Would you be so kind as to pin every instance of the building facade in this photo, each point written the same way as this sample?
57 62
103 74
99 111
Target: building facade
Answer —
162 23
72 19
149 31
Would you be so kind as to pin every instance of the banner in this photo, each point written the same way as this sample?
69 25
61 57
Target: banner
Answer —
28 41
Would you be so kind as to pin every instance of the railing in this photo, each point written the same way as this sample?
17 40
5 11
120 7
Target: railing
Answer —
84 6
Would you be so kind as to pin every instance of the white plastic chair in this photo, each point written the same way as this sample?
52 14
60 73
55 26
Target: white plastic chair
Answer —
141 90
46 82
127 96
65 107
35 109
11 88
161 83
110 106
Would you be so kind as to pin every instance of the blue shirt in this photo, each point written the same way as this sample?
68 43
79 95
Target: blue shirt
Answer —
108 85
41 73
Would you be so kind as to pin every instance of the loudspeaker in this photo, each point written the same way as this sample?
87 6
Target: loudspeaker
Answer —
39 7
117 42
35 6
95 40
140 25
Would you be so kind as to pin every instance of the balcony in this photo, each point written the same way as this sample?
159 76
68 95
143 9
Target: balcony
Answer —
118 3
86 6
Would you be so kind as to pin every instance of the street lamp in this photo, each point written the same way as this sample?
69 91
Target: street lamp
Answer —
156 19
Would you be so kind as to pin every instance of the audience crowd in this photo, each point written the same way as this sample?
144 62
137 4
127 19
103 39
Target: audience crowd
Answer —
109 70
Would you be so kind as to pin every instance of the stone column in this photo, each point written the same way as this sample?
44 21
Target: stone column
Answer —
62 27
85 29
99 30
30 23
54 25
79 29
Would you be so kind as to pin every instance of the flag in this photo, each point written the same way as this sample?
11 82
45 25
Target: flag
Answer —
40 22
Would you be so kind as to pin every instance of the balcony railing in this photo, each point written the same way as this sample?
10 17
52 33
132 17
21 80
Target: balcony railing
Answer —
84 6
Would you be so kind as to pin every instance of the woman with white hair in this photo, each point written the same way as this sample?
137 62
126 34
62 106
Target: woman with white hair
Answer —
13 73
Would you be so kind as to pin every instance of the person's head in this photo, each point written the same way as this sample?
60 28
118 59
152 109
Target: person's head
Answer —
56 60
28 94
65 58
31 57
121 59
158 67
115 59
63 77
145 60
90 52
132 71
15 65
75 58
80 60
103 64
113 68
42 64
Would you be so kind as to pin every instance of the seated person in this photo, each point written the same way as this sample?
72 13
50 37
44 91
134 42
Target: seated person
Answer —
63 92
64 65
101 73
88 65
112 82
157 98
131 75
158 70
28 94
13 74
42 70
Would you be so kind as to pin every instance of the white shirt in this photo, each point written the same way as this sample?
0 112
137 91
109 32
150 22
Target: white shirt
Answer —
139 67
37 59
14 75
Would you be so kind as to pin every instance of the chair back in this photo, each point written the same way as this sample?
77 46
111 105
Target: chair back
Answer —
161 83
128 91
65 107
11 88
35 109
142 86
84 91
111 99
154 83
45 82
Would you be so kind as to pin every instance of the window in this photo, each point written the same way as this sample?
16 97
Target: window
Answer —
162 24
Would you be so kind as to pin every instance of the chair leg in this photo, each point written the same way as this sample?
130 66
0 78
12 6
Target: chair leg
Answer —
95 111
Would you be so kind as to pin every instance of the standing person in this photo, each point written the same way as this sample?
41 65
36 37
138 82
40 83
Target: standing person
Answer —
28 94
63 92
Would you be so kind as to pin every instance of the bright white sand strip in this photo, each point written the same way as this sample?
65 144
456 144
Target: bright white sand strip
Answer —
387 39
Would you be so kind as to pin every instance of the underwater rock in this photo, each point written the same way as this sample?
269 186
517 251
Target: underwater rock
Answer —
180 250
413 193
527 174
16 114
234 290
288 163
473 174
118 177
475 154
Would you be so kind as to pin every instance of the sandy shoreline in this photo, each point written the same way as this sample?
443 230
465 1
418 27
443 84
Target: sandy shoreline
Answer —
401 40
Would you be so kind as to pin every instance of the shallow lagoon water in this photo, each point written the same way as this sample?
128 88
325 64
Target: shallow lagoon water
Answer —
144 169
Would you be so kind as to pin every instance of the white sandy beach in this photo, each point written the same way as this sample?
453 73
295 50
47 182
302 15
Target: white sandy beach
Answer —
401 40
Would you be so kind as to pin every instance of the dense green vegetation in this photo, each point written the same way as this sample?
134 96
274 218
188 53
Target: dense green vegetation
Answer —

+-------+

Write out every line of the listing above word for word, keeping the original order.

Would you be so kind as to pin every instance of the building facade in this photo, each point written the same way as this sample?
57 62
103 74
99 111
Target: building facade
Answer —
162 23
72 19
149 31
Would you be so kind as to pin every instance of the banner in this photo, each point written the same way as this sample?
69 25
61 57
Target: banner
Answer —
28 41
Would you be so kind as to pin every instance of the railing in this photo, each point written the same way as this sample?
17 40
5 11
120 7
Target: railing
Answer —
84 6
Would you be so kind as to pin every instance of the white plastic chair in this photo, each point written the same way as this sample?
52 14
60 73
55 26
Target: white plastic chair
Answer —
141 90
46 82
127 96
65 107
35 109
11 88
161 83
110 106
Would you be so kind as to pin every instance of the blue shirt in this photo, each point written the same way as this sample?
68 43
79 95
Target: blue shirt
Answer —
108 85
41 73
Would you be so kind as to pin every instance of the loudspeaker in this photo, each point written the same way as this sample?
87 6
Target: loudspeaker
Answer —
39 7
117 42
35 6
95 40
140 25
Would you be so kind as to pin every instance of the balcony in this photo, each point written the same way as this sample?
159 76
68 95
143 9
Target: balcony
Answer —
118 3
86 6
Would you be so kind as to pin every instance of the street lamp in this photo, each point written the same way as this sample?
69 91
Target: street lamp
Answer —
156 19
Would you be so kind as to pin every instance of the audience crowd in this photo, each point written the same way as this sample?
144 62
137 4
127 19
103 39
Target: audience crowd
Answer —
109 70
Would you be so kind as to pin every instance of the stone column in this photo, each point written the same way as this sample?
44 21
Target: stone column
Answer —
62 27
85 29
99 30
30 23
54 25
79 29
Would you be so kind as to pin every instance of the flag in this photo, each point written the same way as this sample?
11 82
45 25
Target: flag
Answer —
40 22
Would you be so kind as to pin every instance of the balcony railing in this photo, each point written the same way as this sample?
10 17
52 33
132 17
21 80
Target: balcony railing
Answer —
84 6
Would you be so kind as to pin every instance of the woman with white hair in this photo, each point written the same way as this sample?
137 62
126 34
62 106
Target: woman with white hair
Answer —
13 73
Would you be so kind as to pin every instance of the person's head in this photo, each point written the same way as this sample?
60 28
118 59
152 109
Target: person's head
Answer —
56 60
28 94
65 58
31 57
121 59
158 67
115 59
63 77
145 60
90 52
132 71
15 65
75 58
80 60
103 64
113 68
42 64
Would you be so kind as to pin every instance of the seated person in this photo, each point written the same way as this sample?
72 13
50 37
44 91
134 42
Target: seated person
Answer —
63 92
64 65
101 73
88 65
112 82
157 98
131 75
158 70
28 94
13 74
42 70
Would you be so kind as to pin every instance of the white shirt in this photo, each point written the same way as this sample?
0 112
137 91
109 32
150 22
Target: white shirt
Answer —
139 67
37 59
14 75
Would you be so kind as to pin every instance of the chair back in this photo, each point written the same way as this sample?
77 46
111 105
Target: chair back
Answer —
161 83
128 91
65 107
11 88
35 109
142 86
84 91
111 99
154 83
45 82
Would you be so kind as to pin every instance of the window in this photo, each point written the same way as this sample?
16 97
Target: window
Answer —
162 24
Would you be so kind as to pin every instance of the chair leg in this photo, each point written the same way as this sample?
130 66
0 78
12 6
Target: chair leg
Answer —
95 111
Would you be so kind as to pin every instance of the standing person in this photo, each point written the same way as this sample?
41 65
36 37
138 82
40 83
Target: standing person
Answer —
28 94
63 92
Would you be so kind as to pin every instance of the bright white sand strip in this photo, each point written the same way as this sample?
65 144
456 144
Target: bright white sand strip
Answer —
387 39
Would you be so kind as to pin every instance of the underwater rock in this photo, each point written the same way as this sample?
269 186
517 251
Target: underwater rock
Answer —
180 250
413 193
527 174
16 114
234 290
288 163
473 174
118 177
475 154
Would you be so kind as to pin every instance of the sandy shoreline in this photo, each point written the same way as this sample?
443 230
465 1
418 27
443 84
Target: sandy shoreline
Answer —
401 40
Would you be so kind as to pin every instance of the shallow lagoon water in this photo, each point written the same way as this sample?
128 88
325 64
Target: shallow lagoon water
Answer —
144 169
Would you be so kind as to pin every instance of the white sandy beach in this photo, each point written the same way as this sample?
453 73
295 50
47 182
302 15
Target: white sandy beach
Answer —
401 40
Would you be so kind as to pin every instance of the dense green vegetation in this photo, each point written the same way as this sample?
134 96
274 218
188 53
Target: dense green vegetation
Answer —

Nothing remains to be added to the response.